#### [Exercise goal]
Rewrite all the records below, changing "whole pixels" to "integer pixels" wherever it occurs and leaving everything else unchanged.

#### [Records for the exercise]
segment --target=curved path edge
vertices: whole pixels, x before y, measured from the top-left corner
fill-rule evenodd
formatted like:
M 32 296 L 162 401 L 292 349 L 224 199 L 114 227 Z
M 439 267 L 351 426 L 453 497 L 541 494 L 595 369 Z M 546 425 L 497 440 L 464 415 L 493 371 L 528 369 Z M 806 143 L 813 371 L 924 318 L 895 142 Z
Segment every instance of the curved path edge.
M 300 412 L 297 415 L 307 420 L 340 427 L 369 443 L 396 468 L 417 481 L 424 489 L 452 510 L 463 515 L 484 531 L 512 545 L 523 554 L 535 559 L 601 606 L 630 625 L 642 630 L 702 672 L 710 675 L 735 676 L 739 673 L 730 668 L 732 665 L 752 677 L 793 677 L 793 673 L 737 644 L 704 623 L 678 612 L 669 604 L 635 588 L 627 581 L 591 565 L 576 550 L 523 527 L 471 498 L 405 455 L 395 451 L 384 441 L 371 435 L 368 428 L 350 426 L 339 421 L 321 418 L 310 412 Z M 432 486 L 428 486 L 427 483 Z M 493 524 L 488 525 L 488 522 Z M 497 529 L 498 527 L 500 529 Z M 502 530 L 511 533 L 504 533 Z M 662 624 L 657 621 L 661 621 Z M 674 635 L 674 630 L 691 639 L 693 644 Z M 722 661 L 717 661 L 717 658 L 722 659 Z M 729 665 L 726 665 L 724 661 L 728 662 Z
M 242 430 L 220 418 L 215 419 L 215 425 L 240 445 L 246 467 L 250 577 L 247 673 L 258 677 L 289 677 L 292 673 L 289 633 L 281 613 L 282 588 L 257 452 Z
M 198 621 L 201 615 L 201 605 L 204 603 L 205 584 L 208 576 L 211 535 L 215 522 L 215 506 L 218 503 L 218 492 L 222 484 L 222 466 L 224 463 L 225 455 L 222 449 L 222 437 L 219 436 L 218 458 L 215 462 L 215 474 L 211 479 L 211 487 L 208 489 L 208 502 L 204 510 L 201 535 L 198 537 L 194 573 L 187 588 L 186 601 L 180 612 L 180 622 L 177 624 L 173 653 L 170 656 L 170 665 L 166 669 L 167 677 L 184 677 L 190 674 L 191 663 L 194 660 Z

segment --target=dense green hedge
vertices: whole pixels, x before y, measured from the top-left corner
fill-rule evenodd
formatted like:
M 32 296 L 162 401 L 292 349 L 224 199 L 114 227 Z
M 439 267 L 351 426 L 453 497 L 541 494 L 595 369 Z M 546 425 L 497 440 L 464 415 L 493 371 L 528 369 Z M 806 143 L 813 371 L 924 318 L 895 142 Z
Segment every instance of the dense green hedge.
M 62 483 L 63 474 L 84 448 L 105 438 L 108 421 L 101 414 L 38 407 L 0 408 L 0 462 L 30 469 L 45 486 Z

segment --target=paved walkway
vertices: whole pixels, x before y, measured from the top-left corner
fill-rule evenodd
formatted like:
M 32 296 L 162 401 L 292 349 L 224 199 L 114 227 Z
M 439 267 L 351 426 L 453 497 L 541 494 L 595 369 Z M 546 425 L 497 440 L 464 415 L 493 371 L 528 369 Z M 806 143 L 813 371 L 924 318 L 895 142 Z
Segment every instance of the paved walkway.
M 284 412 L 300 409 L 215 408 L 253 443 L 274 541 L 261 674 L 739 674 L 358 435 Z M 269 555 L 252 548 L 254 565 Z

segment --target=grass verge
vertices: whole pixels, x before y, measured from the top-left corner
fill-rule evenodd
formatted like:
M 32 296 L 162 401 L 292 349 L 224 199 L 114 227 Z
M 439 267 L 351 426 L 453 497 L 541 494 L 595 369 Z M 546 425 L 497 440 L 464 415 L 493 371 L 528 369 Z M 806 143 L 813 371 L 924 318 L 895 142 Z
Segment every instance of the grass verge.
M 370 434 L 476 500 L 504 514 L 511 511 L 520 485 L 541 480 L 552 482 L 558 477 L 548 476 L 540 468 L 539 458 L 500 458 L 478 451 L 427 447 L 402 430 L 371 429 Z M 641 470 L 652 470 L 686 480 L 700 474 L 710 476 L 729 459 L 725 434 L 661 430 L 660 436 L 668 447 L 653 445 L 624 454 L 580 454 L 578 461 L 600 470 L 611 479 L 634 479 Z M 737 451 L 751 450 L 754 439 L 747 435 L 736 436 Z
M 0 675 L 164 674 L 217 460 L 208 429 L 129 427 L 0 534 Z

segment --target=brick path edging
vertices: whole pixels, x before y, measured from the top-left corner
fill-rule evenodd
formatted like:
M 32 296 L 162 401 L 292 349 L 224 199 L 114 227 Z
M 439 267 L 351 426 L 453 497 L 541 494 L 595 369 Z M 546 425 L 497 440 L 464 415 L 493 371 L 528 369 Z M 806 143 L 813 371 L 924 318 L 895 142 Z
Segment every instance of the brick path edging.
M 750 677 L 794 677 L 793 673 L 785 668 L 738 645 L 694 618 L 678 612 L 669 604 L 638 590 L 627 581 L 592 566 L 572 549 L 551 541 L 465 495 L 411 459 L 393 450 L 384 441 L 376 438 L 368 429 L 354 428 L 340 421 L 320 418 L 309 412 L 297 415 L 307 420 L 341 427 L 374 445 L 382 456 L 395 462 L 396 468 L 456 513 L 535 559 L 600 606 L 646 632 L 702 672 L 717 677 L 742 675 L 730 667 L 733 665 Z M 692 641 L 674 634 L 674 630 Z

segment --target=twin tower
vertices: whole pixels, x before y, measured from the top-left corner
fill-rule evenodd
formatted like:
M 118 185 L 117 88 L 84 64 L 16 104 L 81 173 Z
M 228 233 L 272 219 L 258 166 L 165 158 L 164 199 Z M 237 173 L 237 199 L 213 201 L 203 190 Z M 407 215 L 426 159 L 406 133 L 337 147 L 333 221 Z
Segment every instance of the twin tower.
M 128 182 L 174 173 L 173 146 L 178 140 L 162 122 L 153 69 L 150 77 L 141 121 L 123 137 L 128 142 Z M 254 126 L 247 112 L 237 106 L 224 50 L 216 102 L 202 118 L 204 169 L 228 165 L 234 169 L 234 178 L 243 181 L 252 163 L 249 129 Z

#### [Expected answer]
segment --target=curved path edge
vertices: integer pixels, x before y, measured from the top-left corner
fill-rule evenodd
formatted like:
M 32 296 L 162 401 L 292 349 L 224 199 L 114 227 Z
M 439 267 L 351 426 L 453 497 L 541 494 L 595 369 Z M 546 425 L 497 440 L 464 415 L 493 371 L 528 369 Z M 806 143 L 813 371 L 924 318 L 895 142 Z
Segment every instance of the curved path edge.
M 300 412 L 297 415 L 307 420 L 340 427 L 369 443 L 396 468 L 417 481 L 424 489 L 452 510 L 463 515 L 484 531 L 512 545 L 523 554 L 535 559 L 601 606 L 630 625 L 642 630 L 702 672 L 710 675 L 735 676 L 739 673 L 730 668 L 732 665 L 752 677 L 793 677 L 793 673 L 737 644 L 704 623 L 678 612 L 669 604 L 635 588 L 627 581 L 591 565 L 576 550 L 523 527 L 471 498 L 405 455 L 395 451 L 384 441 L 371 435 L 368 428 L 350 426 L 339 421 L 321 418 L 310 412 Z M 432 486 L 428 486 L 427 483 Z M 493 524 L 488 525 L 488 522 Z M 497 529 L 498 527 L 500 529 Z M 502 530 L 511 533 L 504 533 Z M 662 624 L 657 621 L 661 621 Z M 674 635 L 674 630 L 691 639 L 693 644 Z M 722 661 L 717 661 L 717 658 L 722 659 Z M 729 665 L 726 665 L 724 661 L 728 662 Z
M 242 430 L 220 418 L 215 419 L 215 425 L 240 445 L 246 467 L 250 577 L 247 673 L 258 677 L 289 677 L 292 673 L 289 633 L 281 613 L 282 588 L 257 452 Z
M 198 621 L 201 615 L 201 605 L 204 603 L 205 584 L 208 576 L 211 535 L 215 522 L 215 506 L 218 503 L 218 492 L 222 484 L 222 466 L 224 463 L 225 455 L 222 449 L 222 437 L 219 436 L 218 458 L 215 462 L 215 474 L 211 479 L 211 487 L 208 489 L 208 502 L 204 510 L 201 535 L 198 537 L 194 573 L 187 588 L 186 601 L 180 612 L 180 622 L 177 624 L 173 653 L 170 656 L 170 665 L 166 669 L 167 677 L 184 677 L 190 674 L 191 663 L 194 660 Z

segment --target=dense green hedge
vertices: integer pixels, x before y, measured from the top-left corner
fill-rule evenodd
formatted like:
M 32 296 L 162 401 L 292 349 L 224 199 L 114 227 Z
M 439 267 L 351 426 L 453 497 L 541 494 L 595 369 Z M 546 425 L 497 440 L 464 415 L 493 371 L 528 369 Z M 806 143 L 813 371 L 924 318 L 895 142 Z
Segment every instance of the dense green hedge.
M 62 483 L 63 474 L 84 448 L 105 438 L 108 421 L 101 414 L 38 407 L 0 408 L 0 462 L 30 469 L 45 486 Z

segment --target=paved walkway
vertices: integer pixels, x before y, measured from the top-left corner
fill-rule evenodd
formatted like:
M 32 296 L 162 401 L 292 349 L 224 199 L 114 227 Z
M 439 267 L 351 426 L 453 497 L 541 494 L 595 369 Z M 546 425 L 497 440 L 464 415 L 493 371 L 528 369 Z M 806 143 L 813 371 L 924 318 L 895 142 Z
Segment every instance of the paved walkway.
M 284 412 L 300 409 L 215 408 L 253 443 L 274 541 L 261 674 L 739 674 L 358 435 Z M 269 555 L 252 548 L 254 565 Z

segment --target=grass verge
vertices: integer pixels, x before y, measured from the top-left corner
fill-rule evenodd
formatted like:
M 32 296 L 162 401 L 292 349 L 224 199 L 114 227 Z
M 439 267 L 351 426 L 453 497 L 541 494 L 595 369 Z M 546 425 L 497 440 L 464 415 L 493 371 L 528 369 Z M 806 143 L 813 371 L 924 318 L 895 142 Z
Segment every instance of the grass verge.
M 370 434 L 476 500 L 504 514 L 511 511 L 520 485 L 541 480 L 552 482 L 558 477 L 548 476 L 540 468 L 539 458 L 500 458 L 478 451 L 427 447 L 402 430 L 371 429 Z M 641 470 L 652 470 L 686 480 L 700 474 L 710 476 L 729 459 L 725 434 L 661 430 L 660 436 L 668 447 L 653 445 L 624 454 L 580 454 L 578 461 L 600 470 L 611 479 L 634 479 Z M 737 451 L 751 450 L 754 439 L 747 435 L 736 436 Z
M 0 675 L 164 674 L 217 460 L 208 429 L 129 427 L 0 534 Z

segment --target=brick path edging
vertices: integer pixels, x before y, measured from the top-left corner
fill-rule evenodd
formatted like:
M 32 296 L 162 401 L 292 349 L 224 199 L 114 227 Z
M 439 267 L 351 426 L 453 497 L 541 494 L 595 369 Z M 546 425 L 497 440 L 464 415 L 493 371 L 528 369 Z M 806 143 L 813 371 L 924 318 L 895 142 Z
Segment every instance of the brick path edging.
M 750 677 L 794 677 L 793 673 L 785 668 L 738 645 L 694 618 L 678 612 L 669 604 L 638 590 L 627 581 L 592 566 L 572 549 L 551 541 L 465 495 L 411 459 L 393 450 L 384 441 L 376 438 L 368 429 L 354 428 L 340 421 L 320 418 L 309 412 L 297 415 L 307 420 L 341 427 L 374 445 L 382 456 L 395 462 L 396 468 L 456 513 L 535 559 L 600 606 L 646 632 L 702 672 L 717 677 L 742 675 L 730 667 L 733 665 Z M 692 641 L 674 634 L 674 630 Z

segment --target=twin tower
vertices: integer pixels, x before y, measured from the top-left corner
fill-rule evenodd
formatted like:
M 118 185 L 117 88 L 84 64 L 16 104 L 81 173 Z
M 228 233 L 272 219 L 258 166 L 165 158 L 164 199 Z M 237 173 L 237 199 L 213 201 L 203 190 Z M 407 215 L 426 159 L 406 133 L 337 147 L 333 221 Z
Segment every instance of the twin tower.
M 128 182 L 174 173 L 173 146 L 178 140 L 162 122 L 153 69 L 150 77 L 141 121 L 123 137 L 128 142 Z M 254 126 L 247 112 L 237 106 L 224 50 L 216 102 L 202 118 L 204 169 L 228 165 L 234 169 L 234 178 L 243 181 L 252 163 L 249 129 Z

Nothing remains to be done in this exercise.